Instructions to follow » Copy, from the entries below, each line in which the string "rough" appears.

Source material »
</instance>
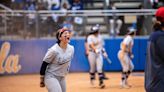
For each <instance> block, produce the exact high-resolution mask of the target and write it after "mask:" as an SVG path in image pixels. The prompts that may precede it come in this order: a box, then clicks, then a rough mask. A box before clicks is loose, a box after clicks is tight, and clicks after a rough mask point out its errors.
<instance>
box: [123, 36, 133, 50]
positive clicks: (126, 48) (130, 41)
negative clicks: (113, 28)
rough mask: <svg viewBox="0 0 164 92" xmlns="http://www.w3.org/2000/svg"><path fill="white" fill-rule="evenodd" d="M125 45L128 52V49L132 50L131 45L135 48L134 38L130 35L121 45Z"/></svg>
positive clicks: (126, 37) (125, 39) (125, 37)
mask: <svg viewBox="0 0 164 92" xmlns="http://www.w3.org/2000/svg"><path fill="white" fill-rule="evenodd" d="M123 43H124V44H125V45H126V49H127V50H128V49H129V48H130V47H129V46H130V45H131V47H132V46H133V44H134V41H133V38H132V37H131V36H130V35H127V36H126V37H125V38H124V39H123V41H122V43H121V45H122V44H123ZM121 49H122V48H121Z"/></svg>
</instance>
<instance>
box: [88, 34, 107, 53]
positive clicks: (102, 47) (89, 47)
mask: <svg viewBox="0 0 164 92" xmlns="http://www.w3.org/2000/svg"><path fill="white" fill-rule="evenodd" d="M87 42H88V45H90V44H92V43H93V44H94V46H95V48H96V49H97V50H99V51H101V50H102V48H103V46H104V41H103V39H102V38H101V36H100V35H98V36H97V37H96V36H95V35H89V36H88V39H87ZM89 49H90V50H92V48H91V47H89Z"/></svg>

Solved problem »
For each <instance> block, produce the exact high-resolution mask of the target and write it after "mask:" as an SVG path in image pixels. The prompts that may precede it come in this order: a box, then clicks, then a rough mask. A box before clicks is loose, a box after clicks is tight, and clicks after a rough mask point out its errors.
rough mask: <svg viewBox="0 0 164 92" xmlns="http://www.w3.org/2000/svg"><path fill="white" fill-rule="evenodd" d="M125 45L128 52V49L132 50L131 45L135 48L134 38L130 35L121 45Z"/></svg>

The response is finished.